> **GIVEN INSTRUCTION A**: List the distinct people named in the thread summary of the mailing-list excerpt about sock_release.
> **GIVEN INSTRUCTION B**: Write the next part of the mailing-list excerpt about sock_release, picking up right after its last line.

> **EXTRACTED TEXT**:
There is rcu protection for sock->wq, and the 1 in 
rcu_dereference_protected(sock->wq, 1) is because we do not have a
lockdep convenient way to express that we are the last user of sock,
and about to free it.


>  Also, the code that deferences sock->wq is pretty much
> useless now, at least I don't see it catches any bug though.
> 
> 
> diff --git a/net/socket.c b/net/socket.c
> index 42d8e9c9ccd5..b2390b5591a9 100644
> --- a/net/socket.c
> +++ b/net/socket.c
> @@ -598,9 +598,6 @@ void sock_release(struct socket *sock)
>                 module_put(owner);
>         }
> 
> -       if (rcu_dereference_protected(sock->wq, 1)->fasync_list)
> -               pr_err("%s: fasync list not empty!\n", __func__);
> -
> 

At this point, sock->wq must be valid, and freed later (by us)

This really looks like some other bug, and a late effect.

^ permalink raw reply	[flat|nested] 9+ messages in thread

* Re: KASAN: use-after-free Read in sock_release
  2017-11-29 20:24   ` Linus Torvalds
@ 2017-11-30  2:07     ` Al Viro
  2017-11-30  4:16       ` Al Viro
  2017-11-30 13:18       ` Christoph Hellwig
  0 siblings, 2 replies; 9+ messages in thread
From: Al Viro @ 2017-11-30  2:07 UTC (permalink / raw)

> **DATA PROVIDED**:
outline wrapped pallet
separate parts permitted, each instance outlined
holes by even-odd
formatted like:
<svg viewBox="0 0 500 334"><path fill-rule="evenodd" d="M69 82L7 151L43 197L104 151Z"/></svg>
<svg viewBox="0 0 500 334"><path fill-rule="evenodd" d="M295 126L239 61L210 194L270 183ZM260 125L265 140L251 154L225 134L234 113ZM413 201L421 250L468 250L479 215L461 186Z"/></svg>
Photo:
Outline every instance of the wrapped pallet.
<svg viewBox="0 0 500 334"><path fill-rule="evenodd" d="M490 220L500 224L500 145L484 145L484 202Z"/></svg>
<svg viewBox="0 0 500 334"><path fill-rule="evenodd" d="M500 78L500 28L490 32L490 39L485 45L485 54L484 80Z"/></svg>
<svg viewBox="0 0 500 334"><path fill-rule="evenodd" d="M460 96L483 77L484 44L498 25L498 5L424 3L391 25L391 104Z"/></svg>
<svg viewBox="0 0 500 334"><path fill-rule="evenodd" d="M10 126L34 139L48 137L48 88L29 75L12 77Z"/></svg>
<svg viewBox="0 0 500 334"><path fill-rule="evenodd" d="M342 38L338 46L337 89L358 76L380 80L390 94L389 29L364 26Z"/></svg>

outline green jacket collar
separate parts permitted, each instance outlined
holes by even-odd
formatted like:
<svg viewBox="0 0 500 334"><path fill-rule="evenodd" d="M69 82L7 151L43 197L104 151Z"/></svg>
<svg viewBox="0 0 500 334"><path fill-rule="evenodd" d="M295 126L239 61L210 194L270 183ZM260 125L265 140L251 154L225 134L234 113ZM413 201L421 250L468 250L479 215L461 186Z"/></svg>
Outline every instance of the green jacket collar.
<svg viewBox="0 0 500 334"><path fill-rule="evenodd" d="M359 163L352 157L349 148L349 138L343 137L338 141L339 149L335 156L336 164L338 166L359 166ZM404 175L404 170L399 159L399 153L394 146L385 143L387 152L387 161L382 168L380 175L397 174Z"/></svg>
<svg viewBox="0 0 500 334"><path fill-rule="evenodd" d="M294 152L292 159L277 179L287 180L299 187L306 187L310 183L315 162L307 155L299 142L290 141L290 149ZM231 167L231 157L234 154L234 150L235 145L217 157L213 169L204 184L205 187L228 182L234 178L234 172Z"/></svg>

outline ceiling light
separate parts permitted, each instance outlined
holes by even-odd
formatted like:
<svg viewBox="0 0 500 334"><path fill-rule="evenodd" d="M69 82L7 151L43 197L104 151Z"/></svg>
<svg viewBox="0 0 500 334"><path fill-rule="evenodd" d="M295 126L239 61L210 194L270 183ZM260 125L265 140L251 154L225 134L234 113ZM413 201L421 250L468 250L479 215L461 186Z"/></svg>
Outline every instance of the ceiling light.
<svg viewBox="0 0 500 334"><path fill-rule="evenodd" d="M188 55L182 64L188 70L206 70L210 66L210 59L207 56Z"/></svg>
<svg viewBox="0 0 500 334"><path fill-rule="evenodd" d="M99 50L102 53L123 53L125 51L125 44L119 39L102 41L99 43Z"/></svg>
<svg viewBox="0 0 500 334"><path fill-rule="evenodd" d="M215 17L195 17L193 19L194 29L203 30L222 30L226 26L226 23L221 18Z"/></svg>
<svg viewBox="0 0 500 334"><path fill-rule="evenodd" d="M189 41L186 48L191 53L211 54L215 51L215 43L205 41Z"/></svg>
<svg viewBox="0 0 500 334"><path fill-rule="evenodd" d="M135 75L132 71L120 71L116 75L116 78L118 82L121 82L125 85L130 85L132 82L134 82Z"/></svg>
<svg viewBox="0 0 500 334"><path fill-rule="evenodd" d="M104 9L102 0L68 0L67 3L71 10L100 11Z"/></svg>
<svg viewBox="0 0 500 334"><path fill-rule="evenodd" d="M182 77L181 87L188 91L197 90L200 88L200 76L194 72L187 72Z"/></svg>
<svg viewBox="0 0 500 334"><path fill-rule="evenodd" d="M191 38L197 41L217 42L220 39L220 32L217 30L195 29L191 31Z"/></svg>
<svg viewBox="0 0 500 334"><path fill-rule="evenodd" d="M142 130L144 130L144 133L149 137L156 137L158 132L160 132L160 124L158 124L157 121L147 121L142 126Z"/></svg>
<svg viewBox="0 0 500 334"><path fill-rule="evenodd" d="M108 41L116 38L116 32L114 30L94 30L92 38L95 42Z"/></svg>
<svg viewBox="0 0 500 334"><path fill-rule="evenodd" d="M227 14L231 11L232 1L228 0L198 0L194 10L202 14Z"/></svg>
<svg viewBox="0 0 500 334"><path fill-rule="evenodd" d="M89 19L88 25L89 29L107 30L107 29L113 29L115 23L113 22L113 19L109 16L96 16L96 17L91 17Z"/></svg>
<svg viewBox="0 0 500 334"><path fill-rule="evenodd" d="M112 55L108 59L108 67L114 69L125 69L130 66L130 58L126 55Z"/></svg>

> **WRITTEN ANSWER A**:
Linus Torvalds
Al Viro
Christoph Hellwig

> **WRITTEN ANSWER B**:
  To: Linus Torvalds
  Cc: Cong Wang, syzbot, David Miller, LKML,
	Linux Kernel Network Developers, syzkaller-bugs, linux-fsdevel

On Wed, Nov 29, 2017 at 12:24:55PM -0800, Linus Torvalds wrote:
> Ugh. The inode freeing really is confusing and fairly involved, but
> the last free *should* happen as part of the final dput() that is done
> at the end of __fput().

Note that struct socket is coallocated with its inode.  _Normally_
from sock_alloc() (and that's the case here, apparently), but in several
cases it's embedded into another object.  TUN and TAP - definitely,
might have been other added.  Those should never be passed to sock_release()
at all.

> So in __fput() calls into the
> 
>         if (file->f_op->release)
>                 file->f_op->release(inode, file);
> 
> then the inode should still be around, because the final ref won't be
> done until later. And RCU simply shouldn't be an issue, because of
> that reference count on the inode.
> 
> So it smells like some reference counting went wrong. The socket inode
> creation is a bit confusing, and then in "sock_release()" we do have
> that
> 
>         if (!sock->file) {
>                 iput(SOCK_INODE(sock));
>                 return;
>         }
>         sock->file = NULL;
> 
> which *also* tries to free the inode. I'm not sure what the logic (and
> what the locking) behind that code all is.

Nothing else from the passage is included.